- _Task description_: Reproduce the entries in the part that opens with the line containing "At your earliest convenience, could you locate the leafy" and closes with the line containing "At your earliest convenience, could you locate the dirt", both lines included and requests kept, shifting every bounding-box coordinate in the answers up by 58.

[Some entries]
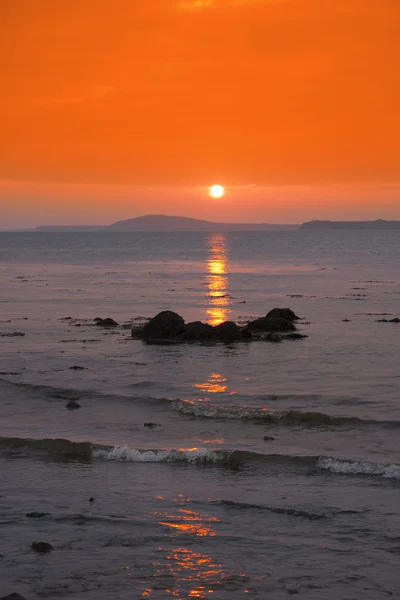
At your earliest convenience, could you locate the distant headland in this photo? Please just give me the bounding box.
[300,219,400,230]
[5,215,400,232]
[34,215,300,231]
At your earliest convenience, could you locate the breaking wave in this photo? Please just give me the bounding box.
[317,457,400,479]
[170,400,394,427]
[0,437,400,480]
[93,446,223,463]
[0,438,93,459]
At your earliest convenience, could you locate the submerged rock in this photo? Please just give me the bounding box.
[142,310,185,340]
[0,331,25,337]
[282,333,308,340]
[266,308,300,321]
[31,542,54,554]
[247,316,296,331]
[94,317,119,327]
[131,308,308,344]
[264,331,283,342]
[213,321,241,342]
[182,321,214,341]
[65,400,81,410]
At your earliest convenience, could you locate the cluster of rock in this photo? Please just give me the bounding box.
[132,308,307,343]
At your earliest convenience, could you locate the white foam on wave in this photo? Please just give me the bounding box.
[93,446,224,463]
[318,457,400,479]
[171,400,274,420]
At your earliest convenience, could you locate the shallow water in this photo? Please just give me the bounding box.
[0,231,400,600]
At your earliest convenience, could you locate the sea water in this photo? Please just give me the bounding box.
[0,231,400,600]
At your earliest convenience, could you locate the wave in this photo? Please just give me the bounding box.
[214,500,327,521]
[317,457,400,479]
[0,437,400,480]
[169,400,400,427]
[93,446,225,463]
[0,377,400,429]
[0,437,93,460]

* * *

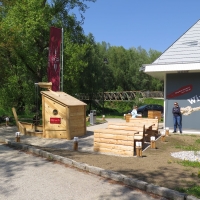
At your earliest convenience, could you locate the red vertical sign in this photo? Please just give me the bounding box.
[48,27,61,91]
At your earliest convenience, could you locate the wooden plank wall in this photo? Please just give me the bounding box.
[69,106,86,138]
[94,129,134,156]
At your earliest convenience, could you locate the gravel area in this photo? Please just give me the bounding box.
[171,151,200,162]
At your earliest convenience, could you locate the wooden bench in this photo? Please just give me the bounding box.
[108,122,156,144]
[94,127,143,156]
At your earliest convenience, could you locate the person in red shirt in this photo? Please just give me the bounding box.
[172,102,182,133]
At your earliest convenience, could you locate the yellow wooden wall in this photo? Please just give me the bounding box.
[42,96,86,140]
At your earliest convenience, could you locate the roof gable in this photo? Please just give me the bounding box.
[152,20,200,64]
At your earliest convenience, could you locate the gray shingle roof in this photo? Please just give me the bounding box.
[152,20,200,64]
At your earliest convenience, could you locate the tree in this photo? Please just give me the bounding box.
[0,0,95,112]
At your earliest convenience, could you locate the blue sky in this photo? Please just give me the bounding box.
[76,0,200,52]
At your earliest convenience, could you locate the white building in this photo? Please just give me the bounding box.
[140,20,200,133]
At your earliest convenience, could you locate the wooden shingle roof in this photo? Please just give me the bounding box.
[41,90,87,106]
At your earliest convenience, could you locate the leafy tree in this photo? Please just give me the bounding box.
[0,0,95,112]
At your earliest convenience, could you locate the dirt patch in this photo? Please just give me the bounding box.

==

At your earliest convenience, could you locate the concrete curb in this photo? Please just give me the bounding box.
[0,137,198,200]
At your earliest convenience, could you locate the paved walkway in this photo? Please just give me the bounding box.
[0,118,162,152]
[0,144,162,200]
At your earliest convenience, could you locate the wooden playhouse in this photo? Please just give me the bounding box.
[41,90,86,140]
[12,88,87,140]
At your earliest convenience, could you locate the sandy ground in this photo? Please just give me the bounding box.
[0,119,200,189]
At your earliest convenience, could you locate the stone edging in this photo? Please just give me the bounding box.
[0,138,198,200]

- _The output_:
At your earliest convenience, could you locate the leafy tree in this photo? Please just give me the bounding box.
[58,58,153,170]
At your earliest convenience, could you locate the dirt patch in this photo? Please just give me the bounding box.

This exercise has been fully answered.